INFORMATION SHOWN
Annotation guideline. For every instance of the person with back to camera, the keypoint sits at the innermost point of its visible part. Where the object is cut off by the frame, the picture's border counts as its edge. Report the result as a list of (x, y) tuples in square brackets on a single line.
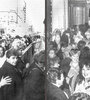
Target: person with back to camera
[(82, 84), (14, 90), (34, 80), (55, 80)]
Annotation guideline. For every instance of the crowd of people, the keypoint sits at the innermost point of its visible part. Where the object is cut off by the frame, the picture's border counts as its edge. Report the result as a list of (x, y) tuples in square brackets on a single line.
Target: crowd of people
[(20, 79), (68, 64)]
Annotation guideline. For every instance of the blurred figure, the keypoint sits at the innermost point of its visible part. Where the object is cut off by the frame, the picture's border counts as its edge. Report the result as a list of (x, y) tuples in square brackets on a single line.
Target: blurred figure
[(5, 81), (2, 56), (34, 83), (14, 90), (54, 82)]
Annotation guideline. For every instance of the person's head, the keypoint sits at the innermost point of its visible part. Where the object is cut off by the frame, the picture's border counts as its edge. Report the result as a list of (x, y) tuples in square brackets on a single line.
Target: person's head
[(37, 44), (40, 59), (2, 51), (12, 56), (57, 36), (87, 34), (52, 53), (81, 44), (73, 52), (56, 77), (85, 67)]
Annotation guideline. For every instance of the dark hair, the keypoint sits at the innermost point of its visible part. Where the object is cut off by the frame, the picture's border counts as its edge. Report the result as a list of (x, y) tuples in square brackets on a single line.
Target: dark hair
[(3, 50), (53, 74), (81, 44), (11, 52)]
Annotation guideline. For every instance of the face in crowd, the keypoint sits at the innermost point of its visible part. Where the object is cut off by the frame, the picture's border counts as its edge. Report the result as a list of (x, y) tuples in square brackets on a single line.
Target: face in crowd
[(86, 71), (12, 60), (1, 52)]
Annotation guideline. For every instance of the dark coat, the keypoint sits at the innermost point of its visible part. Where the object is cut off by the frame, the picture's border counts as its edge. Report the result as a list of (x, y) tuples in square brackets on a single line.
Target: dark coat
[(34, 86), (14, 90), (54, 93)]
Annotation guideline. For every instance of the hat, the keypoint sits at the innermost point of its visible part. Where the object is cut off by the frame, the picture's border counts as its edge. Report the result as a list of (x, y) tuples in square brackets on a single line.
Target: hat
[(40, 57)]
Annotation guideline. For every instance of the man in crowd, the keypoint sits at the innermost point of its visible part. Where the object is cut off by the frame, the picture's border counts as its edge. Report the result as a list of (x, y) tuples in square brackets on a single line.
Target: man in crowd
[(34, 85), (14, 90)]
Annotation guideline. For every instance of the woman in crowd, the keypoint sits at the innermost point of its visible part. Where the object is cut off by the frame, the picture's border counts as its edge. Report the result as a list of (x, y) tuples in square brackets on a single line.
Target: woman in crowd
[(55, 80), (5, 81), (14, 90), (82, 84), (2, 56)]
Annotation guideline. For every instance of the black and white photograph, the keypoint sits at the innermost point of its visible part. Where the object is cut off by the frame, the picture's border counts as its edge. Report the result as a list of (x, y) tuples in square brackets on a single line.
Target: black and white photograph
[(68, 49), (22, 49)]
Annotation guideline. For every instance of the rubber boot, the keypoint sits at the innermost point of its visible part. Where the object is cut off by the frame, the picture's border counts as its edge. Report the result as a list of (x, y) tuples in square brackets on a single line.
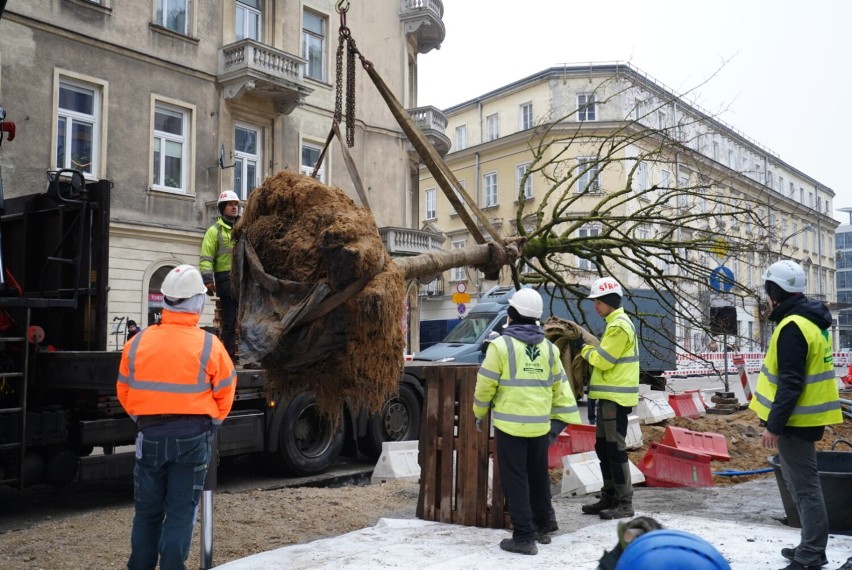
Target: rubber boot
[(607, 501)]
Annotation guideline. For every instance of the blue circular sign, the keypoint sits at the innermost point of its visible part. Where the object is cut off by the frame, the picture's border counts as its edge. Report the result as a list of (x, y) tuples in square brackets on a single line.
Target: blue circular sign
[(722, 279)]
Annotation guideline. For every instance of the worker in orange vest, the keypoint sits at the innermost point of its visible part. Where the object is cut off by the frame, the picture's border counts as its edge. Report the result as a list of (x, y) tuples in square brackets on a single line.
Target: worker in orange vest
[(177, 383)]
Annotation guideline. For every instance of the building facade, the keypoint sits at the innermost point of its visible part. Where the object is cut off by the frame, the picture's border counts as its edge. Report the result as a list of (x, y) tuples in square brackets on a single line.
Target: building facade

EXERCISE DETAILS
All that should be returned is the run of lines from the one with "Target: blue circular sign" to the last line of the material above, copied exactly.

COMPLETED TASK
Target: blue circular sign
[(722, 279)]
Annotation guideline. For every instance of the worker in orange vest, the keypoint sits at the innermost point of its visible part. Where the object is cut off by the frame, the picture's border counts as its edge. Report the result as a list of (x, y) tuples in square brackets on a single line.
Target: worker in orange vest
[(177, 383)]
Annotation guideline. For every instance of the building facade, the keypoint sits at the innermost point of its visible part. Where the object is cut off by the frame, the picture's border counts as its edge. Report the result as a list of (x, y) tuples in square brackets on a single line.
Target: building facade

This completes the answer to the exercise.